▶ TO BE DONE: How many lines in the items below contain the string "feed"? Reply with the number only.

▶ TASK DATA:
------

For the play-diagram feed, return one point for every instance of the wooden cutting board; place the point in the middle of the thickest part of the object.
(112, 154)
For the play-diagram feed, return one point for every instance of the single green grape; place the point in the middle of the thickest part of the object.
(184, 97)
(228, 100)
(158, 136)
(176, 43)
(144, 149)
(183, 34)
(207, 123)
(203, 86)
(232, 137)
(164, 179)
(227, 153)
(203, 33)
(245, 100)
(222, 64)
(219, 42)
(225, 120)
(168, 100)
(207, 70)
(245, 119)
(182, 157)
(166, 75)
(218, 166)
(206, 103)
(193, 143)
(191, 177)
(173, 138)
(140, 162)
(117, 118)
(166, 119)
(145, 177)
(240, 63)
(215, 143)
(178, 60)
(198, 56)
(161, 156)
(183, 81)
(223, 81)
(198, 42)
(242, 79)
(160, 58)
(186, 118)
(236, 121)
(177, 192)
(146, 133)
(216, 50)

------

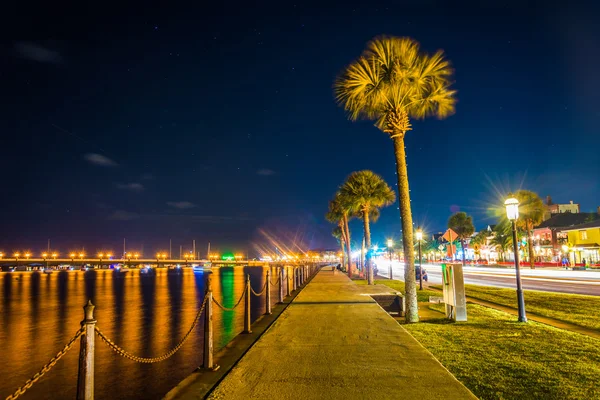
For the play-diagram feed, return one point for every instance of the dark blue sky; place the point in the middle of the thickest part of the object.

------

▶ FULL RESPONSE: 3